▸ **What is needed**: Switch every "spot" in the data below to "locate" and reproduce all the lines, leaving everything else unchanged.

——

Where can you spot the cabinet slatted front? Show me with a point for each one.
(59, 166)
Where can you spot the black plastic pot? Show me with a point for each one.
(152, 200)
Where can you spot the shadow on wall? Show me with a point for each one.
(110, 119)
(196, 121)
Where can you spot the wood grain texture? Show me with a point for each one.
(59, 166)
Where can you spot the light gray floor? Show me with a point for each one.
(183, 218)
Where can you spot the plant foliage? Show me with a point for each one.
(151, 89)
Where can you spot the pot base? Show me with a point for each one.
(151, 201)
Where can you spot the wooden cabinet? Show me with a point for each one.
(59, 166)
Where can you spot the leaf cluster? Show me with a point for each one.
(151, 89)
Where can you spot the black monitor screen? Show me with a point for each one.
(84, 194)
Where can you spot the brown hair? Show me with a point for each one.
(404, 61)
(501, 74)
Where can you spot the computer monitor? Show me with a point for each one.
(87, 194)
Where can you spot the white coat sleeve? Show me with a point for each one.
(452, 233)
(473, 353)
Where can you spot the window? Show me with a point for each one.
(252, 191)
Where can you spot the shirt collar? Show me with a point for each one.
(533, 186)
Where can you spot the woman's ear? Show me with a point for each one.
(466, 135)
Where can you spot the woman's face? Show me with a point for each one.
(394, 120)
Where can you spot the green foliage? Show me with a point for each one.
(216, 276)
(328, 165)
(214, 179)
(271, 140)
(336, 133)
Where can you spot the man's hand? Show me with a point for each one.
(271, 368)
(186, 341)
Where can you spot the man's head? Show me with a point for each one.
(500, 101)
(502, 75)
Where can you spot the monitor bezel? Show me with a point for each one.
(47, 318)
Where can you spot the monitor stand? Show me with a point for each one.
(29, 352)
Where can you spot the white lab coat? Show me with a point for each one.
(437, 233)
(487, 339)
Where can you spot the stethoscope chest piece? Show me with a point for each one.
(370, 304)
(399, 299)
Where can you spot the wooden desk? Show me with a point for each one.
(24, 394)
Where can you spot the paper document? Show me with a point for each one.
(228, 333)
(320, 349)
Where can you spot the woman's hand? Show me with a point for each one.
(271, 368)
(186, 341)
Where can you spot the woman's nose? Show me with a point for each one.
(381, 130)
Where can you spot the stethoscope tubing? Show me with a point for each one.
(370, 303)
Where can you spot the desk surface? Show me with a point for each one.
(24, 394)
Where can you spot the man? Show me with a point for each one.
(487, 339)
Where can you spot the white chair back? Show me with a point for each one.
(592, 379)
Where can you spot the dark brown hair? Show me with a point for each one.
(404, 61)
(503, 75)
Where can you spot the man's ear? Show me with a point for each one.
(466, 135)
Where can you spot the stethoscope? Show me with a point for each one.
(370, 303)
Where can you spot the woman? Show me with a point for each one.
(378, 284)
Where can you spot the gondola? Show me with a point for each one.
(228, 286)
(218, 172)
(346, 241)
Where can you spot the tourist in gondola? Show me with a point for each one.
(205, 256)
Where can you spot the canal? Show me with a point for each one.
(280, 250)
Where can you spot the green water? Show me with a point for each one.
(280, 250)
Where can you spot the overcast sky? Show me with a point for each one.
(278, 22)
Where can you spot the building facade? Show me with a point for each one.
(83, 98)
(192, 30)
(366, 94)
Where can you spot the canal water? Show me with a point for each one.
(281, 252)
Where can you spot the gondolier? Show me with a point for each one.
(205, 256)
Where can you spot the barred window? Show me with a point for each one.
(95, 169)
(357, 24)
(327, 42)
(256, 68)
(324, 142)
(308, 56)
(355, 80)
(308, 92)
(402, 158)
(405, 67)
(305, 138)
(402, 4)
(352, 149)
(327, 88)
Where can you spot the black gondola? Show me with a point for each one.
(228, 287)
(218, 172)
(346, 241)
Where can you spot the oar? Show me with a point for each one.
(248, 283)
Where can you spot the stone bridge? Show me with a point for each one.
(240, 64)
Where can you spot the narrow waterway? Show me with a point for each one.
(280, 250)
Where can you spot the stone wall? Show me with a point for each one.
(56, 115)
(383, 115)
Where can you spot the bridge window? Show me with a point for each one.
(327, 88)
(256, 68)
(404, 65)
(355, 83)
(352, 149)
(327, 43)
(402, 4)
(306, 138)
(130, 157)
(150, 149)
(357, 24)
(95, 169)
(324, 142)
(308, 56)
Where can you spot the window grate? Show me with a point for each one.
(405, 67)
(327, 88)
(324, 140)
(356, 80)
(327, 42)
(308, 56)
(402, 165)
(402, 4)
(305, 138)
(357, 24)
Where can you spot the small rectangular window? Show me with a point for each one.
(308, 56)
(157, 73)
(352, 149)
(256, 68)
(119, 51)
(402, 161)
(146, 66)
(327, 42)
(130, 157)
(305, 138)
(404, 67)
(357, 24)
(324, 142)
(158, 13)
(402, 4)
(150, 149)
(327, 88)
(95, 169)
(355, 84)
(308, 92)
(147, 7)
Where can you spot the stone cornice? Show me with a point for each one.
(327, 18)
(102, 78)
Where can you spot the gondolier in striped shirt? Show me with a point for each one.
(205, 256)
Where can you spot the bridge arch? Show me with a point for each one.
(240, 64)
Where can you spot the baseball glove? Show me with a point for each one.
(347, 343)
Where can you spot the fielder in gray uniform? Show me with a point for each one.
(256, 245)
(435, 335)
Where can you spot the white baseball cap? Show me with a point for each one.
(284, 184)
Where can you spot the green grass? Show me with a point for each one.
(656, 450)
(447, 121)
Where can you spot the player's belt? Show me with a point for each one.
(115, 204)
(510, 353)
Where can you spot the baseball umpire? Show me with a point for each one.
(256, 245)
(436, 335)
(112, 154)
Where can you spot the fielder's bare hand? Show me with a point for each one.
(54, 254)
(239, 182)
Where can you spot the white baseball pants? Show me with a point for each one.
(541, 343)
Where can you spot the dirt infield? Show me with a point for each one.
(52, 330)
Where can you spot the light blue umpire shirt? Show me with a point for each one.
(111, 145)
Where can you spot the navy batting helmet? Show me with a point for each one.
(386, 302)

——

▸ **Response**:
Where can you locate the cabinet slatted front? Show me with a point for each one.
(59, 166)
Where can you locate the black plastic pot? Show me with a point for each one.
(152, 200)
Where can you locate the shadow on wall? Show me with a point for each one.
(110, 119)
(196, 121)
Where can you locate the wood grain texture? Show me with a point for each one.
(59, 166)
Where can you locate the light gray floor? Show me with a point for each one.
(183, 218)
Where can you locate the plant foliage? Show me with a point for each one.
(151, 89)
Where can you locate the pot base? Show me with a point for each one.
(151, 201)
Where can you locate the wooden cabinet? Show me with a point for each one.
(59, 166)
Where can you locate the leaf cluster? Show me with a point for each one.
(151, 89)
Where can you locate the black monitor screen? Show me with a point for each one.
(84, 194)
Where can you locate the brown hair? Show me with a point for each one.
(404, 61)
(501, 74)
Where can you locate the computer monitor? Show me with a point for each one.
(87, 194)
Where can you locate the white coat sleeve? Show me with a point for each one.
(452, 233)
(473, 353)
Where can you locate the window? Show me with a point for each one.
(252, 191)
Where can you locate the shirt collar? Show me with a point for each one.
(533, 186)
Where can you locate the woman's ear? Show me with a point for each one.
(466, 135)
Where can you locate the woman's face? Show me with a point for each one.
(394, 120)
Where can you locate the green foliage? Show me with a point for each one.
(216, 276)
(328, 165)
(214, 179)
(271, 140)
(336, 133)
Where can you locate the man's hand? Show me with a point for each one.
(271, 368)
(186, 341)
Where can you locate the man's head? Show me with a point for each one.
(500, 101)
(502, 75)
Where can you locate the monitor bezel? Show me with a point for each one.
(47, 318)
Where can you locate the monitor stand? Show me with a point for each one.
(29, 352)
Where can you locate the white lab coat? Show me with a point for each one.
(437, 233)
(487, 339)
Where can you locate the stethoscope chest piece? Show me with a point for each one.
(370, 304)
(399, 299)
Where can you locate the wooden desk? Show me with a point for each one.
(24, 394)
Where can you locate the paper document? Show me with a point for each one.
(228, 333)
(320, 349)
Where can you locate the woman's hand? Show me with a point for each one.
(271, 368)
(186, 341)
Where can you locate the woman's nose? Show me with a point for each one.
(381, 130)
Where can you locate the stethoscope tubing? Show me with a point for each one.
(370, 303)
Where can you locate the desk surface? Show me with a point for each one.
(24, 394)
Where can you locate the man? Show me with a point for each one.
(487, 339)
Where can you locate the white chair back? Show me with a point for each one.
(592, 379)
Where can you locate the dark brown hair? Show me with a point for each one.
(404, 61)
(503, 75)
Where can you locate the man's ear? Show me with a point for each one.
(466, 135)
Where can you locate the stethoscope? Show me with a point for each one.
(370, 303)
Where can you locate the woman? Show me with a point for each one.
(378, 284)
Where can you locate the gondola? Show me with a point for each one.
(228, 286)
(218, 172)
(346, 241)
Where can you locate the tourist in gondola? Show me with a point for each one.
(205, 256)
Where can you locate the canal? Show me with a point for each one.
(280, 250)
Where can you locate the green water? Show me with a point for each one.
(280, 250)
Where can you locate the overcast sky? Show me with a point for each one.
(278, 22)
Where can you locate the building facade? Show me with a point for each one.
(83, 98)
(192, 30)
(366, 94)
Where can you locate the canal water? Show me with a point for each one.
(281, 252)
Where can you locate the gondolier? Show me with a point for each one.
(205, 256)
Where can you locate the barred window? Show me with a point for each one.
(95, 169)
(357, 24)
(327, 42)
(256, 68)
(324, 142)
(308, 56)
(355, 80)
(308, 92)
(402, 158)
(405, 67)
(305, 138)
(402, 4)
(352, 149)
(327, 88)
Where can you locate the black gondola? Show me with a point for each one.
(228, 287)
(218, 172)
(346, 241)
Where can you locate the oar? Show me with a point for each one.
(248, 283)
Where can you locate the stone bridge? Show me with a point for each one.
(240, 64)
Where can you locate the narrow waterway? Show me with a point for each one.
(280, 250)
Where can you locate the stone wall? Show me with a point for each one.
(56, 115)
(383, 115)
Where can you locate the bridge window? Show me with a point for each one.
(327, 88)
(256, 68)
(404, 65)
(355, 83)
(352, 149)
(327, 43)
(402, 4)
(306, 138)
(130, 157)
(150, 149)
(357, 24)
(95, 169)
(324, 142)
(308, 56)
Where can you locate the window grate? Show me with a point for each one.
(405, 67)
(327, 88)
(324, 140)
(356, 80)
(327, 42)
(308, 56)
(402, 165)
(402, 4)
(305, 138)
(357, 24)
Where can you locate the small rectangular window? Show me with a point for each one.
(308, 56)
(157, 73)
(352, 149)
(256, 68)
(119, 51)
(402, 161)
(146, 66)
(327, 42)
(130, 157)
(305, 138)
(404, 67)
(357, 24)
(324, 142)
(158, 13)
(402, 4)
(150, 149)
(327, 88)
(95, 169)
(355, 84)
(308, 92)
(147, 7)
Where can you locate the stone cornice? Show me with a point for each one.
(327, 18)
(102, 78)
Where can you locate the gondolier in striped shirt? Show me with a point for each one.
(205, 256)
Where can you locate the bridge arch? Show me with a point for each one.
(240, 64)
Where can you locate the baseball glove? Show me with a point for each one.
(347, 343)
Where can you locate the fielder in gray uniform? Show me with a point for each one.
(256, 245)
(435, 335)
Where can you locate the white baseball cap? Show me with a point for each one.
(284, 184)
Where can you locate the green grass? Show me with a point for each one.
(656, 450)
(447, 121)
Where can you locate the player's belt? Show me with a point for each one.
(115, 204)
(510, 353)
Where can you locate the baseball umpire? Show me with a point for each one.
(256, 245)
(436, 335)
(112, 154)
Where can you locate the fielder's bare hand? Show me with a point for each one.
(54, 254)
(239, 182)
Where can you locate the white baseball pants? Show me with a point for each one.
(541, 343)
Where can you locate the dirt infield? Show me with a point for each one.
(52, 330)
Where can you locate the light blue umpire shirt? Show me with a point for each one.
(111, 145)
Where can you locate the navy batting helmet? Show me with a point for each one.
(386, 302)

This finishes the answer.